HOW TO COMPLETE THIS TASK: Repeat the records below word for word, but start at the line that contains "Put a point on the rear side", stop after the last line, and include nothing else.
::::::
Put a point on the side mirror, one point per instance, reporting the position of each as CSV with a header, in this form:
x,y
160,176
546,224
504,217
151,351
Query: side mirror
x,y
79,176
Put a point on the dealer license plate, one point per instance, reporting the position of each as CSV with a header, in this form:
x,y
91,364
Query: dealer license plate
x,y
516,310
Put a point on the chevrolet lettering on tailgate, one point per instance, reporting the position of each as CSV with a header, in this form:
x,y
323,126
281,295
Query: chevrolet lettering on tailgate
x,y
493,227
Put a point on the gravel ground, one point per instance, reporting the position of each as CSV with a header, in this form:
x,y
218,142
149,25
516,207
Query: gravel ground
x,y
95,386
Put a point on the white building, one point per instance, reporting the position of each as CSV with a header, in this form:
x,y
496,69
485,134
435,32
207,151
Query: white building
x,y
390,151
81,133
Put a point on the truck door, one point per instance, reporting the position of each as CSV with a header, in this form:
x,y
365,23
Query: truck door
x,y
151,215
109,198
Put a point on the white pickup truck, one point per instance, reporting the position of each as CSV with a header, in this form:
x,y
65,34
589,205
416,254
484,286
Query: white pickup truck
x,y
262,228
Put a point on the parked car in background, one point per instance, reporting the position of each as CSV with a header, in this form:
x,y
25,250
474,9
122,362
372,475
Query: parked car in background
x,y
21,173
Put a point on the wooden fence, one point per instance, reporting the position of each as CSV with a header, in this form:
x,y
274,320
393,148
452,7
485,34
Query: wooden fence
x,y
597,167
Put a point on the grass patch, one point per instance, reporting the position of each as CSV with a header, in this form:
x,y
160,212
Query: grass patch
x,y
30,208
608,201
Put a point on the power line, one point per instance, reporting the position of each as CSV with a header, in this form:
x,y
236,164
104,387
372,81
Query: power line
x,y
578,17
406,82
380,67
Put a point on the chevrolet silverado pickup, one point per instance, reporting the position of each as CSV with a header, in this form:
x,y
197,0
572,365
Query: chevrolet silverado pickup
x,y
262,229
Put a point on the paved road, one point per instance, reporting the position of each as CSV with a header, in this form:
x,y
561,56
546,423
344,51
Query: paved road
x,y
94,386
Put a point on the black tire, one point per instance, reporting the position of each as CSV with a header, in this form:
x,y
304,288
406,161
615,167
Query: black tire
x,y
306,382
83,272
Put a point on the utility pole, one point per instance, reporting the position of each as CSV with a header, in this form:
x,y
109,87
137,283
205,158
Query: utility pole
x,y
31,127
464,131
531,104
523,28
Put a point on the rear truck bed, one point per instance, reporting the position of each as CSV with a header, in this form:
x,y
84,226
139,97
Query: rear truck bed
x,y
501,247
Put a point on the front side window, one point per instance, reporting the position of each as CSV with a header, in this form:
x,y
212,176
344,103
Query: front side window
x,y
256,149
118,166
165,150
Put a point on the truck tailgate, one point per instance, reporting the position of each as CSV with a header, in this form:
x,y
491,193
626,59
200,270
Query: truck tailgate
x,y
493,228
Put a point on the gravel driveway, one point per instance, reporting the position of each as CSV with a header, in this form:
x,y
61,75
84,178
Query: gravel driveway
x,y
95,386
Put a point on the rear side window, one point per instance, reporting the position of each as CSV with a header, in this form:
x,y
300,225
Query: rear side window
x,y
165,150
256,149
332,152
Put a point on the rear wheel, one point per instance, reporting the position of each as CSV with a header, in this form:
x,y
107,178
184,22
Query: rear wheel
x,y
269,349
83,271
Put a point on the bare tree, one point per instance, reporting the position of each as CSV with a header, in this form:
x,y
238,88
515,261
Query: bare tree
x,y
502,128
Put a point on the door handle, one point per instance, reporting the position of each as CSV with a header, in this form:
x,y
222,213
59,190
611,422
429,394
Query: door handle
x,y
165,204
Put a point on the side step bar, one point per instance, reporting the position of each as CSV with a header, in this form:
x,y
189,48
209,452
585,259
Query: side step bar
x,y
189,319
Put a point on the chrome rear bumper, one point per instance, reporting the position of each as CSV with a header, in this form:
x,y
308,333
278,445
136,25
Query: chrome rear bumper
::::::
YOUR RESPONSE:
Put a point on the rear side window, one point per instance, reporting the position of each as CSV with a header, in this form:
x,y
300,225
Query: rear side window
x,y
165,150
256,149
332,152
Put a point on the rear wheel, one point per instance, reporting the position of each as CSV with a header, in this form:
x,y
107,178
184,22
Query: rear wheel
x,y
269,349
83,271
Put a point on the bare tree, one point per instance, reporting the position of each as CSV with a header, in this form:
x,y
238,88
515,261
Query: bare tree
x,y
502,128
Put a point on the door handle, one point per instance, reporting the position of each as CSV with a header, in this form:
x,y
222,213
59,190
611,422
429,394
Query: door handle
x,y
165,204
Put a point on the side step bar, one point per instance, reporting the position of each as CSV with a header, in this form:
x,y
189,48
209,452
585,259
Query: side step bar
x,y
189,319
Put a point on the chrome rear bumper, one point per instance, reporting the position of each as CSV with a header, in this form:
x,y
308,333
278,445
136,25
Query: chrome rear bumper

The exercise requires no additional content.